**GIVEN RECORDS**

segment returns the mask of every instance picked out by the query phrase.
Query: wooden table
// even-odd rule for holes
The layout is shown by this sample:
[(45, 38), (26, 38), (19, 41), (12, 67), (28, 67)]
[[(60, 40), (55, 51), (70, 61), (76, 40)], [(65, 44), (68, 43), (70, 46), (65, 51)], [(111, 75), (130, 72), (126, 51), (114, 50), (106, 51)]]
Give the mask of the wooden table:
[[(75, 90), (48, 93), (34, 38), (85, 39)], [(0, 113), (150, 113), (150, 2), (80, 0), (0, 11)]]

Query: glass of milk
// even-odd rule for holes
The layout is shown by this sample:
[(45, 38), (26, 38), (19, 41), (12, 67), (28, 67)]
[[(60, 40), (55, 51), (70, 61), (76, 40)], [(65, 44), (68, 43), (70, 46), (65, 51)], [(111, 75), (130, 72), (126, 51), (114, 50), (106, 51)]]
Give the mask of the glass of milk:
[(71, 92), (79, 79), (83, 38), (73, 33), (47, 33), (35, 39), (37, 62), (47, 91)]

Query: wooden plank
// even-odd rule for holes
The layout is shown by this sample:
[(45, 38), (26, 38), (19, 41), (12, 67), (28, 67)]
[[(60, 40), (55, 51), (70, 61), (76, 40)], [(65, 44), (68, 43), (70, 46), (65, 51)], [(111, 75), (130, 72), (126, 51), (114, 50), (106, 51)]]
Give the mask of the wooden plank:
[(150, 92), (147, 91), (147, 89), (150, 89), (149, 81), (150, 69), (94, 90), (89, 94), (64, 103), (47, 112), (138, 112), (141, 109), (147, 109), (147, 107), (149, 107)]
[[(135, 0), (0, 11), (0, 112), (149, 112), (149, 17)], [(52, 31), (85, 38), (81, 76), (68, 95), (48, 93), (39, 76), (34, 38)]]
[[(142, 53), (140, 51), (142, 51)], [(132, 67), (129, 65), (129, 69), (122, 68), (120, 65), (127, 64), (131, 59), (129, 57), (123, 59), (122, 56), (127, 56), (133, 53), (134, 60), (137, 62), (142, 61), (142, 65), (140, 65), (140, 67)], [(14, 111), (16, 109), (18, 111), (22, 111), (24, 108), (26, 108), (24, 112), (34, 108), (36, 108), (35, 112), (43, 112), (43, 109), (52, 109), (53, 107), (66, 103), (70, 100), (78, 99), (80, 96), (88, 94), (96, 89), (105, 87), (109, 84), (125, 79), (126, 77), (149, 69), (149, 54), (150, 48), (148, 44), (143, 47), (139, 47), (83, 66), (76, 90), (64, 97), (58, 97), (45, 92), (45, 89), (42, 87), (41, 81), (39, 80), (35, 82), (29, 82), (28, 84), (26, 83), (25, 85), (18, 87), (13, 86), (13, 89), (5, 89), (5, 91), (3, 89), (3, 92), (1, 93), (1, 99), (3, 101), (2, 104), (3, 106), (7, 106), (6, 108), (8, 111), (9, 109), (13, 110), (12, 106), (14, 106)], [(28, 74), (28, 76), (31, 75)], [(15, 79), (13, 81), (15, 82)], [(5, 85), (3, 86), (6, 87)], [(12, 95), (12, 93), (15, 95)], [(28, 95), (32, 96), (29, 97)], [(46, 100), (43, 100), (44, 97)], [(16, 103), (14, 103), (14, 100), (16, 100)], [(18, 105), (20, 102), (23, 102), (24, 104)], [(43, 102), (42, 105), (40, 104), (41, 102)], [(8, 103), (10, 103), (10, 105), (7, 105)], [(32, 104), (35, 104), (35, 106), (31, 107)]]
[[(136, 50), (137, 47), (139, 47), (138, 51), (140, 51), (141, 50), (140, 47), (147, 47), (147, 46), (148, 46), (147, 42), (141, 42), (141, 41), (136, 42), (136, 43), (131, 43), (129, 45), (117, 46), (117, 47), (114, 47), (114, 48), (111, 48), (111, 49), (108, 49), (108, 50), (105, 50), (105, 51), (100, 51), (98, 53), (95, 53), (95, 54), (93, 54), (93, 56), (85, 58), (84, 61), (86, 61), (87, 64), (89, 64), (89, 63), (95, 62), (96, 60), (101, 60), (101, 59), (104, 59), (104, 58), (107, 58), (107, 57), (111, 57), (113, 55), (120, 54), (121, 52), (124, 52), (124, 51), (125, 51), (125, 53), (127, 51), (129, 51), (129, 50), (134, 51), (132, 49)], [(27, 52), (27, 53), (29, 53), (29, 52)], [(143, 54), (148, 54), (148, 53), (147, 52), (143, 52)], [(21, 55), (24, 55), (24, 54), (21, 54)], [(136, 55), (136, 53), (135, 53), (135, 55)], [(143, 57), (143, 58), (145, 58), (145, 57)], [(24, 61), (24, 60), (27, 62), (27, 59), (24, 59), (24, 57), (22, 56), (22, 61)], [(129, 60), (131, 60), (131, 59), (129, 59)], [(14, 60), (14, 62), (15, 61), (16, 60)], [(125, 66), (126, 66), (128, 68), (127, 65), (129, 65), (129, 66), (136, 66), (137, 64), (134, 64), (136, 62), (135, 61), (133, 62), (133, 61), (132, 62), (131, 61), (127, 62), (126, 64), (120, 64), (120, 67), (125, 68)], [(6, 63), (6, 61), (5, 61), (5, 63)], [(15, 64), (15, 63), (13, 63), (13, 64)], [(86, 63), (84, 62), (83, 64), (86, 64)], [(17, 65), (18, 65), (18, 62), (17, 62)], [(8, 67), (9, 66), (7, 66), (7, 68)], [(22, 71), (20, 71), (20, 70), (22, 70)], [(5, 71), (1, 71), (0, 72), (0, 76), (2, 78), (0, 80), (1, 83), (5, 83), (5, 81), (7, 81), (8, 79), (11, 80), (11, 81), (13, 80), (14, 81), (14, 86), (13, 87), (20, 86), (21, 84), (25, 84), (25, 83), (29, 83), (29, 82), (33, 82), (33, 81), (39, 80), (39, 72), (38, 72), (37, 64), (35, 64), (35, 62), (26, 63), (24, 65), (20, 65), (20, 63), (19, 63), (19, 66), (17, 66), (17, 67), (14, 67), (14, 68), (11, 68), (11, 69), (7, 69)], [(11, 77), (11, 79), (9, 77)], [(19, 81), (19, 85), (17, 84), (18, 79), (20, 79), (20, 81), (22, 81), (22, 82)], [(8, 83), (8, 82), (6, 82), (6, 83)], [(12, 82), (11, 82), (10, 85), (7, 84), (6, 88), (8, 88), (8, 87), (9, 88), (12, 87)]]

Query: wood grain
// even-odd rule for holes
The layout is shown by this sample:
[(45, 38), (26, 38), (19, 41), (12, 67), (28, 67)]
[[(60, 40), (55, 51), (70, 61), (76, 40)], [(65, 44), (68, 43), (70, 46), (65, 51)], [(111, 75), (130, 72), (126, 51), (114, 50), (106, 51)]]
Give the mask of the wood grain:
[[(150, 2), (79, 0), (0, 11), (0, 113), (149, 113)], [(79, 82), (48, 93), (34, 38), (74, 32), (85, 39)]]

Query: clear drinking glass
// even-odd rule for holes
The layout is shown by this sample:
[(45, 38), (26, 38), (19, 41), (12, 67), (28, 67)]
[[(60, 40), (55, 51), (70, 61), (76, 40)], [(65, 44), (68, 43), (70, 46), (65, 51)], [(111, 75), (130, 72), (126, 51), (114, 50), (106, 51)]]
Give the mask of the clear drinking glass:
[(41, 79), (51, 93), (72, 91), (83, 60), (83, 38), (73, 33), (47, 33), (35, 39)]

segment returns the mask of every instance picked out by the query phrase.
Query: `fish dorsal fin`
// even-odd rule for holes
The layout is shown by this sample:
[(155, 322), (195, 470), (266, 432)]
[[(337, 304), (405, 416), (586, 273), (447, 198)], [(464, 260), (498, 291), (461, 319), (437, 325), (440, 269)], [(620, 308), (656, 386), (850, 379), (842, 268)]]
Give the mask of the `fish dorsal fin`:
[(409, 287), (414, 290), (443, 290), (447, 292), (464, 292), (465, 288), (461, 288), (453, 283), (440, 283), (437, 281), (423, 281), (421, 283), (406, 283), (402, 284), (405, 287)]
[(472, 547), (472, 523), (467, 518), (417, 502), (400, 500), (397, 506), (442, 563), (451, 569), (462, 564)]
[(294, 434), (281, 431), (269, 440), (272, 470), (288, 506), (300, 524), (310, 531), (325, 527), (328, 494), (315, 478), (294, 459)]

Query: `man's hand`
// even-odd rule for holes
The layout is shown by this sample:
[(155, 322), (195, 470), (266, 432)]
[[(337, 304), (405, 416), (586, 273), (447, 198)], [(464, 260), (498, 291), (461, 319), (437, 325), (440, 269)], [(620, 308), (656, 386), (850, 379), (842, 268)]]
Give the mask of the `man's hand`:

**WHAT THIS TASK INVOLVES**
If a line of the records above holds the word "hand", show it.

**SOLUTION FOR THIS TASK**
Query: `man's hand`
Give the mask of the `man's hand`:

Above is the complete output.